### [What you should do]
Change every occurrence of "keypoint" to "marker" in all of the records below and reproduce them with no other edits, leaving out the pictures.

### [Records for the exercise]
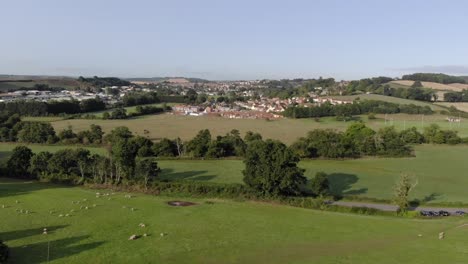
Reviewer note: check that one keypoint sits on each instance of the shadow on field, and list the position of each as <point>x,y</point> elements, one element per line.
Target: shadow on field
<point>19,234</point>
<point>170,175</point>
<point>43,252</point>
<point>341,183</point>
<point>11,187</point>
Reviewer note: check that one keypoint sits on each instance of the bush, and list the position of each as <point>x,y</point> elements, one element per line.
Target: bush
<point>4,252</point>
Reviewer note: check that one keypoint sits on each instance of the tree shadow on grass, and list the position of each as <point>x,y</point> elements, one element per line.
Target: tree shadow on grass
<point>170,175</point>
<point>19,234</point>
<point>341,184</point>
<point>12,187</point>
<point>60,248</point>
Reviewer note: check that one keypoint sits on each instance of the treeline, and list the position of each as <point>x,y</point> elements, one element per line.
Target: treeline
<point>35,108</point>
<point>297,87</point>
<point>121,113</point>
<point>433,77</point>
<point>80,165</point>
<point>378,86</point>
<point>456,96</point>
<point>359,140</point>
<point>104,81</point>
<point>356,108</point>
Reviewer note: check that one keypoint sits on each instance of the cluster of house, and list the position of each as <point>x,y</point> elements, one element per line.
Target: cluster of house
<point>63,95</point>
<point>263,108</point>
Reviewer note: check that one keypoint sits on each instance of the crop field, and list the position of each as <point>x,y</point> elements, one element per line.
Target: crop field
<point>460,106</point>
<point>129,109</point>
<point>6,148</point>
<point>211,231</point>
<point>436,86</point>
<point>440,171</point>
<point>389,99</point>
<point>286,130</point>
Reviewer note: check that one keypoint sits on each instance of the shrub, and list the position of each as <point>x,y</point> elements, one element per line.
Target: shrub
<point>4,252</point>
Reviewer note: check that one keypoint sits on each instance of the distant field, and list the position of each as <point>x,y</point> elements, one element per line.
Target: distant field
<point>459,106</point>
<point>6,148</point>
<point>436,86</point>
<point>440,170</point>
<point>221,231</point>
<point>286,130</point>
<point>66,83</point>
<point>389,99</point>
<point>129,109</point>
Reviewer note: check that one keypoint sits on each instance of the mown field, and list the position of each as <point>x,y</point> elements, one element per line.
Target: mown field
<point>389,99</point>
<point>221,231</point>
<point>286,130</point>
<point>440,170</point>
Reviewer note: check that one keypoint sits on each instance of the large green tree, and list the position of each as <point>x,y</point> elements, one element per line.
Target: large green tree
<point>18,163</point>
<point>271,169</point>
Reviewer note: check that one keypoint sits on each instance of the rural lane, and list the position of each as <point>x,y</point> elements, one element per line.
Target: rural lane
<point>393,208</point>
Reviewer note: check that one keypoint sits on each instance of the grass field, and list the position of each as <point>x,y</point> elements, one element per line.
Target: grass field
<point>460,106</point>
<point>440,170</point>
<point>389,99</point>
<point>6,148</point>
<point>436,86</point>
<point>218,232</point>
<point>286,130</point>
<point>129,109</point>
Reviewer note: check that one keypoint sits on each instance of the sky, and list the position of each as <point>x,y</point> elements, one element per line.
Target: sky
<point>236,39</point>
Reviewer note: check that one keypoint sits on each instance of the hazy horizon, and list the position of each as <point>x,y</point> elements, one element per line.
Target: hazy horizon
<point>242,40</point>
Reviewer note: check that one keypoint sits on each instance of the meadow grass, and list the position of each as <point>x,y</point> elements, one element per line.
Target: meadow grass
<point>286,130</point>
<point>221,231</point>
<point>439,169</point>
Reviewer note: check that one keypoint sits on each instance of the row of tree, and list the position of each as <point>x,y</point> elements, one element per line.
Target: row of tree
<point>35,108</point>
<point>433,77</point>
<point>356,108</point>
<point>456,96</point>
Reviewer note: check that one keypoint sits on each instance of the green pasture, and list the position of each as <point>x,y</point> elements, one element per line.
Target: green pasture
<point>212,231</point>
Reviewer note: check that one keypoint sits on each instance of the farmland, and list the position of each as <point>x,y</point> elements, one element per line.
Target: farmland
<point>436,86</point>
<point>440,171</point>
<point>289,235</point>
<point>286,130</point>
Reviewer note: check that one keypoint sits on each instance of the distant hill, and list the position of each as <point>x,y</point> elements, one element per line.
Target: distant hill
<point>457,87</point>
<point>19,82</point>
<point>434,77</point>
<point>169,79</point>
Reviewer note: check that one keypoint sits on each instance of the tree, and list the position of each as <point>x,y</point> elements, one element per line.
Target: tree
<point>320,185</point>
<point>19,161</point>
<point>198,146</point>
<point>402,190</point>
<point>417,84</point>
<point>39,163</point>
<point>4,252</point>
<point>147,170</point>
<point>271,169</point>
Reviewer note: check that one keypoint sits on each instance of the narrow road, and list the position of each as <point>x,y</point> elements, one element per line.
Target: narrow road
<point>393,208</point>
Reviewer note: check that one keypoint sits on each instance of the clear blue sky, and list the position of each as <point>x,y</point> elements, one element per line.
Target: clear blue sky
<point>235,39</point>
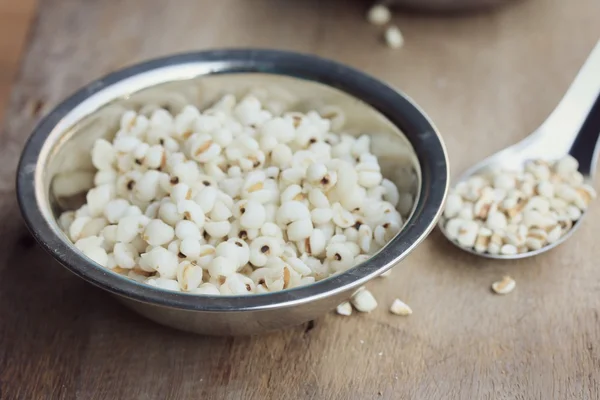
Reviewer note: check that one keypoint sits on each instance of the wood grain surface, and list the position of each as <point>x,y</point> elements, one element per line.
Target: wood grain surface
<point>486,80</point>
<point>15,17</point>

### [Answer to this problem]
Reviewer note: check that one marker sits on each instance of the shadow on field, and list the position of each as <point>x,y</point> elements, one element per line.
Target: shadow on field
<point>19,234</point>
<point>170,175</point>
<point>43,252</point>
<point>341,183</point>
<point>11,187</point>
Reviewer note: check that one marker sits on each instance of the bush, and list the position of each as <point>x,y</point> elements, one element per line.
Target: bush
<point>4,252</point>
Reviewer note: check that one marker sits on each instance of the tree shadow on grass, and list the position of each as <point>x,y</point> elements, one element per line.
Target: tree shadow on grass
<point>170,175</point>
<point>19,234</point>
<point>341,184</point>
<point>12,187</point>
<point>60,248</point>
Reviewer note: check that one marker sits on each instance of the treeline, and list the position of each as <point>x,y</point> elements, one element per line.
Target: treeline
<point>35,108</point>
<point>297,87</point>
<point>121,113</point>
<point>433,77</point>
<point>80,165</point>
<point>378,86</point>
<point>456,96</point>
<point>359,140</point>
<point>104,81</point>
<point>356,108</point>
Reviewer note: check that one marker sits on each instance of the cluster of house, and list the position of each as <point>x,y</point> elements, one element per line.
Target: cluster of house
<point>63,95</point>
<point>263,108</point>
Reviewer note: check that one marker sits on each instance of the crop field, and list the position of each as <point>x,y</point> elements, one element per line.
Target: crop field
<point>460,106</point>
<point>129,109</point>
<point>6,148</point>
<point>211,231</point>
<point>436,86</point>
<point>440,171</point>
<point>389,99</point>
<point>286,130</point>
Reviewer note: check that one marker sits on each instance of the shrub, and list the position of each as <point>x,y</point> elements, one element per line.
Target: shrub
<point>4,252</point>
Reviewer note: check that one marker sits on each instance of the distant field, and list the position of each as <point>x,y</point> elements, one element per line.
Target: distant field
<point>459,106</point>
<point>6,148</point>
<point>436,86</point>
<point>440,170</point>
<point>221,231</point>
<point>286,130</point>
<point>66,83</point>
<point>389,99</point>
<point>129,109</point>
Reviewer note: check that one marker sits on each instance of the mown field, and list the position of each as <point>x,y</point> elements, one element per line.
Target: mown field
<point>389,99</point>
<point>221,231</point>
<point>286,130</point>
<point>440,170</point>
Reviewer note: check that one marker sits on each instance of the large green tree, and list the position of each as <point>x,y</point> elements, one element per line.
Target: large green tree
<point>18,163</point>
<point>271,169</point>
Reviewer note: check that one marker sits on each instance of the rural lane, and list the position of each as <point>x,y</point> elements, one element per line.
Target: rural lane
<point>393,208</point>
Reviewer note: check that one marker sits on each instance of the grass field, and list the position of each as <point>x,y</point> elements, one element per line.
Target: grass field
<point>460,106</point>
<point>440,170</point>
<point>389,99</point>
<point>6,148</point>
<point>436,86</point>
<point>218,232</point>
<point>286,130</point>
<point>129,109</point>
Reviewer note: check that one marker sits on each instance of the sky, and list the position of each as <point>x,y</point> elements, one element per line.
Target: sky
<point>236,39</point>
Reviewer note: check that one marker sits on each instance of the hazy horizon, and list the position of each as <point>x,y</point> elements, one element per line.
Target: hazy horizon
<point>242,40</point>
Reviewer note: check that one marker sits on each instance of the meadow grass, and list the position of each as <point>x,y</point> elements, one element per line.
Target: meadow grass
<point>286,130</point>
<point>221,231</point>
<point>439,169</point>
Reviewer note: check that one marker sits on each instance of the row of tree, and list the position of each as <point>x,y</point> elements, one element per line.
Target: row of tree
<point>35,108</point>
<point>433,77</point>
<point>356,108</point>
<point>456,96</point>
Reviewer note: check that one marker sits on each instance of the green pasture, and list the position of each as <point>x,y</point> elements, one element per line.
Target: green pasture
<point>212,231</point>
Reviewer note: check that one marker sits on each instance of the farmland, and list the position of each as <point>x,y</point> elements, one element per line.
Target: farmland
<point>436,86</point>
<point>440,171</point>
<point>289,235</point>
<point>286,130</point>
Reviewer note: check that one marker sits on each instance of the distant hill, and list the position of each as <point>x,y</point> elements, one element per line.
Target: distant hill
<point>457,87</point>
<point>19,82</point>
<point>434,77</point>
<point>169,79</point>
Reviewer note: check that one marker sits on each instance of the tree, and list the position of each as <point>x,y</point> elements, one element per line.
Target: tree
<point>320,185</point>
<point>19,161</point>
<point>198,146</point>
<point>402,190</point>
<point>417,84</point>
<point>39,163</point>
<point>4,252</point>
<point>147,170</point>
<point>271,169</point>
Reviewer note: check that one marker sits on each instance of the narrow road, and list the position of each as <point>x,y</point> elements, one element per line.
Target: narrow road
<point>393,208</point>
Reviewer note: check that one marker sits on each instance of the clear blue sky, and list the position of each as <point>x,y</point> elements, one element per line.
Target: clear blue sky
<point>235,39</point>
Reviewer note: check that one marker sits on each instance of the wood grain surface, and list the position of each as <point>x,y</point> elements, one element per line.
Target: wood grain surface
<point>486,80</point>
<point>15,17</point>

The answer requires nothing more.